#### TASK TO COMPLETE
Copy exactly the last part of the entries, starting from the line with "the rear window" and including the final line.

#### DATA PROVIDED
□ □ □

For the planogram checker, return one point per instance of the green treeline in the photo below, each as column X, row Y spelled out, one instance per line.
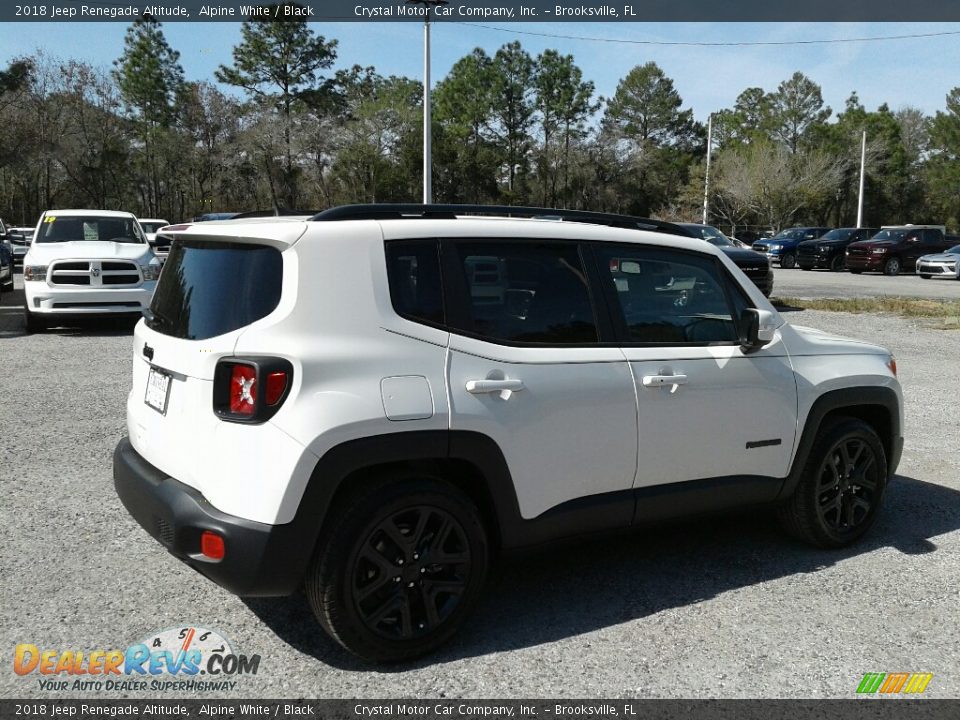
column 509, row 128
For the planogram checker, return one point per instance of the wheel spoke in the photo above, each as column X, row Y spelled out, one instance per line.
column 393, row 532
column 390, row 605
column 429, row 606
column 861, row 504
column 422, row 520
column 406, row 619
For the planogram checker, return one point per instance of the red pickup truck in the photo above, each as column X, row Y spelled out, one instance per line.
column 895, row 248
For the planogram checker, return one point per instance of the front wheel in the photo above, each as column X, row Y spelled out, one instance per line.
column 401, row 570
column 841, row 488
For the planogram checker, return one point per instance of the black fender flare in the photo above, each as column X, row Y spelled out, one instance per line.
column 881, row 405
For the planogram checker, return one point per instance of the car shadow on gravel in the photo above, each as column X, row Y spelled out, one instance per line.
column 569, row 591
column 12, row 322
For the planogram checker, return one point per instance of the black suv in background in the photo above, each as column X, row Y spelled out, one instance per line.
column 828, row 251
column 754, row 265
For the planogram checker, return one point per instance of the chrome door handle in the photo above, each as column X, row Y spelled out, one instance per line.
column 478, row 387
column 664, row 380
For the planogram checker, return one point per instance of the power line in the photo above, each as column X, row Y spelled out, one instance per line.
column 713, row 44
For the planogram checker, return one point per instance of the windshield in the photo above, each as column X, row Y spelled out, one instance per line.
column 74, row 228
column 838, row 234
column 791, row 234
column 889, row 235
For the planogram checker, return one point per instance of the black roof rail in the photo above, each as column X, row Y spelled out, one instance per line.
column 276, row 212
column 394, row 211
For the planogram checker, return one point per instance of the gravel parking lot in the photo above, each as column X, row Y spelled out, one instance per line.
column 726, row 607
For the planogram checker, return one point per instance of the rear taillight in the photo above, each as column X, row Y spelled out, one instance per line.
column 250, row 390
column 243, row 390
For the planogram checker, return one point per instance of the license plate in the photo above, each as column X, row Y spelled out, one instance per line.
column 158, row 390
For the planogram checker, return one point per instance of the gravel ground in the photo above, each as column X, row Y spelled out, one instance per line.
column 726, row 607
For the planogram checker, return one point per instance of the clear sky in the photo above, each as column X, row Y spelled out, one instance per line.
column 917, row 72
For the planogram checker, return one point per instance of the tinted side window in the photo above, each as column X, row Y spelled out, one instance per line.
column 211, row 288
column 413, row 270
column 524, row 292
column 669, row 298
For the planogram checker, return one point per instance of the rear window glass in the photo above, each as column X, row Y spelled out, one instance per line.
column 211, row 288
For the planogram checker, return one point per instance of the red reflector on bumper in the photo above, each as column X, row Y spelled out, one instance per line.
column 211, row 545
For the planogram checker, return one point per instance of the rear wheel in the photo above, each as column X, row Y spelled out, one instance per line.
column 842, row 486
column 401, row 570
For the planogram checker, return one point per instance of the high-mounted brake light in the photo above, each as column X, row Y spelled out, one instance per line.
column 250, row 389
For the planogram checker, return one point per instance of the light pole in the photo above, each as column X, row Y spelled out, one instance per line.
column 706, row 175
column 427, row 135
column 863, row 169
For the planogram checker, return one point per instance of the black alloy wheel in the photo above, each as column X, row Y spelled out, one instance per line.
column 400, row 568
column 841, row 487
column 410, row 573
column 847, row 486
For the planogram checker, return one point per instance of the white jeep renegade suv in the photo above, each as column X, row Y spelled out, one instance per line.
column 376, row 402
column 87, row 262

□ □ □

#### ANSWER BOX
For the planogram checker, return one point per instance of the rear window glass in the photo above, each as column X, row Y spelled out, one instance per line.
column 211, row 288
For the planogram checker, return one point per instance of the red reflector on bumper in the photo above, each as column X, row Y spelled out, one instance per line.
column 211, row 545
For the planogram checker, return one point per instance of the rear wheel in the photo above, each as column X, row Y spelled out, one instance per line.
column 842, row 486
column 401, row 570
For the planogram checker, return one point per instance of the high-mounted brake light in the photo above, each as column X, row Y spelled out, one instance per line.
column 250, row 389
For the planogram checker, return one point per instance of the light pole in the photo above, each as column X, row Y spelled out, one instance per line.
column 706, row 175
column 427, row 135
column 863, row 169
For the planogram checker, return one point per instance of the black alloy wheel in the photo above, each as column X, row Y spelled out, one instance per line.
column 400, row 568
column 841, row 487
column 410, row 573
column 847, row 486
For the planogram checker, return one point per instance of the white jeep renegade suv in the photo above, each as column X, row Y spelled out, one instance per line.
column 376, row 402
column 87, row 262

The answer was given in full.